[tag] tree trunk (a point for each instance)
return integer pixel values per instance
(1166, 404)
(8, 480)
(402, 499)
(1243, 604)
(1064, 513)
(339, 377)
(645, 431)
+ + + +
**Work instruction:** Transcribe all of the entries without altering anything.

**Answer below:**
[tag] tree trunk (a point for each instance)
return integer pixel values per instance
(1166, 404)
(8, 480)
(402, 499)
(1243, 604)
(1064, 513)
(339, 377)
(645, 431)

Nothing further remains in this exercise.